- **Task statement**:
Output, as a JSON list of strings with one string per line, the lines of the listing below, starting at the line that contains "the distant coastline" and ending at the line that contains "x=518, y=312". Include both of those lines and leave out any blank lines.

- **Input material**:
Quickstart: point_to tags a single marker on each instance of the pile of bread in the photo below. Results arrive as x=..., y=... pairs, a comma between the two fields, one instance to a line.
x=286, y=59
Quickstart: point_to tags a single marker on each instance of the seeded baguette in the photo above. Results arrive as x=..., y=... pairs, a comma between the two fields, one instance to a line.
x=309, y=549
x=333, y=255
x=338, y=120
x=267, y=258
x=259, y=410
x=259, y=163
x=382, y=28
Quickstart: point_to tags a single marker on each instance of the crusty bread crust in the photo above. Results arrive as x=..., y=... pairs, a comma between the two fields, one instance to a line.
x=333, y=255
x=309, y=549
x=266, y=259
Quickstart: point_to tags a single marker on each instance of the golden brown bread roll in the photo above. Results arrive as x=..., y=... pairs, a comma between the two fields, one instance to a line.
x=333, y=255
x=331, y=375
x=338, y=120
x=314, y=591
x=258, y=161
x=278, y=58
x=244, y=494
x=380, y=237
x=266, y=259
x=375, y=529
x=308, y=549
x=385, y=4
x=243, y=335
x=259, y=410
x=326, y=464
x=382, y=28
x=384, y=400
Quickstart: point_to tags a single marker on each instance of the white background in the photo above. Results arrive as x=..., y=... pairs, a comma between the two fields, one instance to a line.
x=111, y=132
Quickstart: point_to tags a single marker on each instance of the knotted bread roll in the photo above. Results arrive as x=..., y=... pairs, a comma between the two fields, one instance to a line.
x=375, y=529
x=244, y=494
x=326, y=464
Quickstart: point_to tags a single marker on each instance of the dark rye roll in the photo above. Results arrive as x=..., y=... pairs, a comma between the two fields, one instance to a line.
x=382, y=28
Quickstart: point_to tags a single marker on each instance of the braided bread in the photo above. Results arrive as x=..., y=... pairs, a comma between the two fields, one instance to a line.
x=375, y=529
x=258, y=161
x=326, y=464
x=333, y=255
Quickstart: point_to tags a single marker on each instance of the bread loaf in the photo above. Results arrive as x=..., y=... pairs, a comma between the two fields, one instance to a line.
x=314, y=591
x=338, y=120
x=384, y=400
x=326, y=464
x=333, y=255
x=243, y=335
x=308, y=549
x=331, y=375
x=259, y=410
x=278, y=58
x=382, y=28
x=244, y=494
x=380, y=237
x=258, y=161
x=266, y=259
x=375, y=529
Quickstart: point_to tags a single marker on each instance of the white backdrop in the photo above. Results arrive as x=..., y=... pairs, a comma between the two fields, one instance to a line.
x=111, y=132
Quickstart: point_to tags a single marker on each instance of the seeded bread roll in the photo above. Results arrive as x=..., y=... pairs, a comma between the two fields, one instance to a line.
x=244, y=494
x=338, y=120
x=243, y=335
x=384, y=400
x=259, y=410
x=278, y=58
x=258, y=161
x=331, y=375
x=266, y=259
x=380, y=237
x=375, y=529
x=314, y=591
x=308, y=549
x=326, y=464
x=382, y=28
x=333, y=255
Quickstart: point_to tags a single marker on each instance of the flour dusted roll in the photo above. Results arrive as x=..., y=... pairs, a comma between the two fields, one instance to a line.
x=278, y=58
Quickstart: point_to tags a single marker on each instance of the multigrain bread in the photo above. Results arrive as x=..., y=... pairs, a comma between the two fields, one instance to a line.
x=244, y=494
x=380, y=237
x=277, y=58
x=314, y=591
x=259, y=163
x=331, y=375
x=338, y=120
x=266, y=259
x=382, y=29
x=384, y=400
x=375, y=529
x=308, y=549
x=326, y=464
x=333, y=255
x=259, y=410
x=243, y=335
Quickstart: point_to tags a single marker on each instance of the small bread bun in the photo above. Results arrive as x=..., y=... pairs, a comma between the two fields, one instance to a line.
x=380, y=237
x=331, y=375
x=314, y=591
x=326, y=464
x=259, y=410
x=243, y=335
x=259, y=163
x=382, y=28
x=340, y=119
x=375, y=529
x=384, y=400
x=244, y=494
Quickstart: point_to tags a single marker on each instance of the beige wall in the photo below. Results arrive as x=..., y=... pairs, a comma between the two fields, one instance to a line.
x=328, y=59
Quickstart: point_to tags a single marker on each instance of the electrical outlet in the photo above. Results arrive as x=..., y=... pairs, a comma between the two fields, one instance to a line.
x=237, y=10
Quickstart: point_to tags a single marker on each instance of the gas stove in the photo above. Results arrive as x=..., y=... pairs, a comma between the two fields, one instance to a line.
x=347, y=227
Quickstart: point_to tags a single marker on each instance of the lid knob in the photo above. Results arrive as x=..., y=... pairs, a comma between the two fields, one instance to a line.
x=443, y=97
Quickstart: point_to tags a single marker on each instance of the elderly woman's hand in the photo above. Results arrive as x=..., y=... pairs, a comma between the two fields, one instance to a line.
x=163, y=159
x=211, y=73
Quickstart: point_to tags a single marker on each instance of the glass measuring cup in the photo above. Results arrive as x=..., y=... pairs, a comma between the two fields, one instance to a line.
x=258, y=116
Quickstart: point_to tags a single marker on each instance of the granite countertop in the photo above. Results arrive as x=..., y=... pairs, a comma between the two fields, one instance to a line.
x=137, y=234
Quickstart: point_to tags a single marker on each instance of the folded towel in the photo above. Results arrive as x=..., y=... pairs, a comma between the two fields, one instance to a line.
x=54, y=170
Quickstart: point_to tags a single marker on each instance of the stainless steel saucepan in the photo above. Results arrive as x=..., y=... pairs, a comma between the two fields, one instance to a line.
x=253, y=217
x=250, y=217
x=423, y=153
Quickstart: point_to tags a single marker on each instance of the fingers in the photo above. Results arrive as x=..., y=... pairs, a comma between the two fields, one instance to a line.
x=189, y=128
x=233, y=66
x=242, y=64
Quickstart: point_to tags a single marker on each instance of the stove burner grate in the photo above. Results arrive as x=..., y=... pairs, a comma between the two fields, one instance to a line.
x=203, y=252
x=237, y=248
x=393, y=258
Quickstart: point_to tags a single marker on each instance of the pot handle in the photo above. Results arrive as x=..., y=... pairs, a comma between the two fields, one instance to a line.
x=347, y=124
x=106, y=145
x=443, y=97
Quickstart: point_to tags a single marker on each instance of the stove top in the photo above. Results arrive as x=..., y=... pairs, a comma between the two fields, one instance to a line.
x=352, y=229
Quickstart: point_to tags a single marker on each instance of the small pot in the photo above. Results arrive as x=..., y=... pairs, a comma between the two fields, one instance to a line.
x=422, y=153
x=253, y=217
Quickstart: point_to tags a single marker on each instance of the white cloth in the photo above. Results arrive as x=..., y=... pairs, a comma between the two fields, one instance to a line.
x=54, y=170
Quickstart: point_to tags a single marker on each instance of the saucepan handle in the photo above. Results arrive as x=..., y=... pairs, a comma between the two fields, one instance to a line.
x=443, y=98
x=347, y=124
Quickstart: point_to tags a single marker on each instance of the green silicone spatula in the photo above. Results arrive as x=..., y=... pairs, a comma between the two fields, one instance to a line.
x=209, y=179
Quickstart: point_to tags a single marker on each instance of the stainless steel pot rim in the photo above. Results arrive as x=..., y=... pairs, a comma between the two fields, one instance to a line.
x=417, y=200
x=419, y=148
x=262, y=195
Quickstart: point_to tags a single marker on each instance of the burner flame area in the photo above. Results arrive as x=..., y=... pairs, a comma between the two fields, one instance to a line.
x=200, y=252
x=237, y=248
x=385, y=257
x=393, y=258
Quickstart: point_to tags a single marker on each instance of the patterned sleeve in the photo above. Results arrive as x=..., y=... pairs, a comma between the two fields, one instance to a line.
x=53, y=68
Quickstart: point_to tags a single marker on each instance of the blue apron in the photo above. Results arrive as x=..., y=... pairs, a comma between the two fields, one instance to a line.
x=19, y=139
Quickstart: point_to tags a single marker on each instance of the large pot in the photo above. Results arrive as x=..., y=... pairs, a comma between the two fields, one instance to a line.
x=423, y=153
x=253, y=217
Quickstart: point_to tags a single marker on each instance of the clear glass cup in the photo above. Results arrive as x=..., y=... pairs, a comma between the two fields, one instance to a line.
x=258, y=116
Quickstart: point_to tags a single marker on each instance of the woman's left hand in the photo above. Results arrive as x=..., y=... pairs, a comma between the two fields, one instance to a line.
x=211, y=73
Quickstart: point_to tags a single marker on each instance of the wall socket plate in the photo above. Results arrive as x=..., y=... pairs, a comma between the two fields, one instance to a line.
* * *
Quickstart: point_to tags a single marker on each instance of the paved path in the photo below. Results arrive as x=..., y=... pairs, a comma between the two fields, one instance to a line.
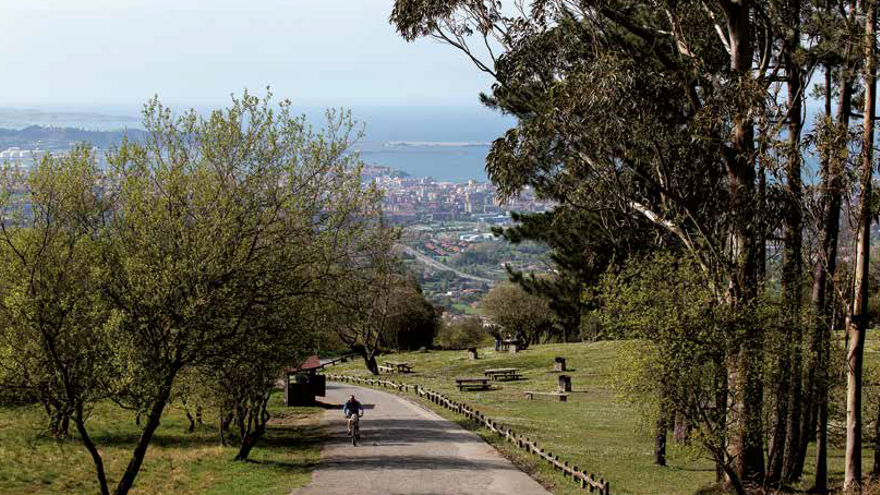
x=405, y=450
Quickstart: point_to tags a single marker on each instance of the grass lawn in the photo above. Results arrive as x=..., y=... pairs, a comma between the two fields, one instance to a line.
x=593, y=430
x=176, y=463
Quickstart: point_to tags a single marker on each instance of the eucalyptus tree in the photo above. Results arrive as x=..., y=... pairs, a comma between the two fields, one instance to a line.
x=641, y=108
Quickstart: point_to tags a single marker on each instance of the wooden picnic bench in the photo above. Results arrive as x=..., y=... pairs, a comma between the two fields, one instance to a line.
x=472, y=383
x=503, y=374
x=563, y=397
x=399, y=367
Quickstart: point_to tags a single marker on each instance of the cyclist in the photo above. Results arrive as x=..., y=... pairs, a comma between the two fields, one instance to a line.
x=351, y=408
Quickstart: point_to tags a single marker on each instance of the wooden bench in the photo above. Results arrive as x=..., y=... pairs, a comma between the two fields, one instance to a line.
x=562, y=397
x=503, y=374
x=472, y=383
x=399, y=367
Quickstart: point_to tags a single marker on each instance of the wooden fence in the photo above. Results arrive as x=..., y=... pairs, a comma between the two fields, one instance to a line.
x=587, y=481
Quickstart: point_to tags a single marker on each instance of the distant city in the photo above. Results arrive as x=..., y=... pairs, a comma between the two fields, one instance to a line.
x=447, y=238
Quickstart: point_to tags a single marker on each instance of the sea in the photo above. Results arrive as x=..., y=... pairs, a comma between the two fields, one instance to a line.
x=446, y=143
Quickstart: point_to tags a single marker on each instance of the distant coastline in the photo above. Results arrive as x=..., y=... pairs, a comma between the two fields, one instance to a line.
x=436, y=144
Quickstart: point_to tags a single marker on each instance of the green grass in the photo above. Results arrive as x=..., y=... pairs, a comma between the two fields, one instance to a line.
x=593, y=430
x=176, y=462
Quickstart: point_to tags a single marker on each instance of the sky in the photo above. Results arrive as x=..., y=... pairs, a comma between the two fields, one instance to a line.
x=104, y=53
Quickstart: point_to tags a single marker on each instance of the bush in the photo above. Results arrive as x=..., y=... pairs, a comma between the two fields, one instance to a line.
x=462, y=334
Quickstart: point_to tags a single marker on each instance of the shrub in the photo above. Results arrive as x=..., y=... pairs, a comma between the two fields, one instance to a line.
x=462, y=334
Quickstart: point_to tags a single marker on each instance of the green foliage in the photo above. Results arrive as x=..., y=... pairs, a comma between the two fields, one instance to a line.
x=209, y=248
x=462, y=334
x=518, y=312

- **Exercise solution**:
[
  "Quickstart: point_to tags a single marker on each instance of the distant coastline in the photo above. Results arrive as x=..., y=... pairs, a comma between the two fields, one instance to a line.",
  "x=436, y=144",
  "Quickstart: point_to tags a single marker on each instance of the green grass in the photo above. Results arrive as x=..., y=... pairs, a comma between the two fields, one instance to a line.",
  "x=593, y=430",
  "x=176, y=462",
  "Quickstart: point_to tags a single marker on each instance of the sky in the photo above. Results arrive as x=..., y=... pairs, a comma between the two fields, one instance to a line.",
  "x=104, y=53",
  "Quickstart: point_to tags a single marker on each instance of the bush in the photo above. Results arrive as x=..., y=... pairs, a comma between the two fields, one instance to a line.",
  "x=462, y=334",
  "Quickstart: point_to tags a single marker on each instance of the shrub in the photo above. Results arrive as x=..., y=... pairs, a comma between the two fields, one instance to a line.",
  "x=462, y=334",
  "Quickstart: point_to tags a single marker on each instance of the green foliage in the photo above. Results arrive as x=..., y=... pairs, a comma between the two fields, one instance to a line.",
  "x=209, y=248",
  "x=462, y=334",
  "x=518, y=312"
]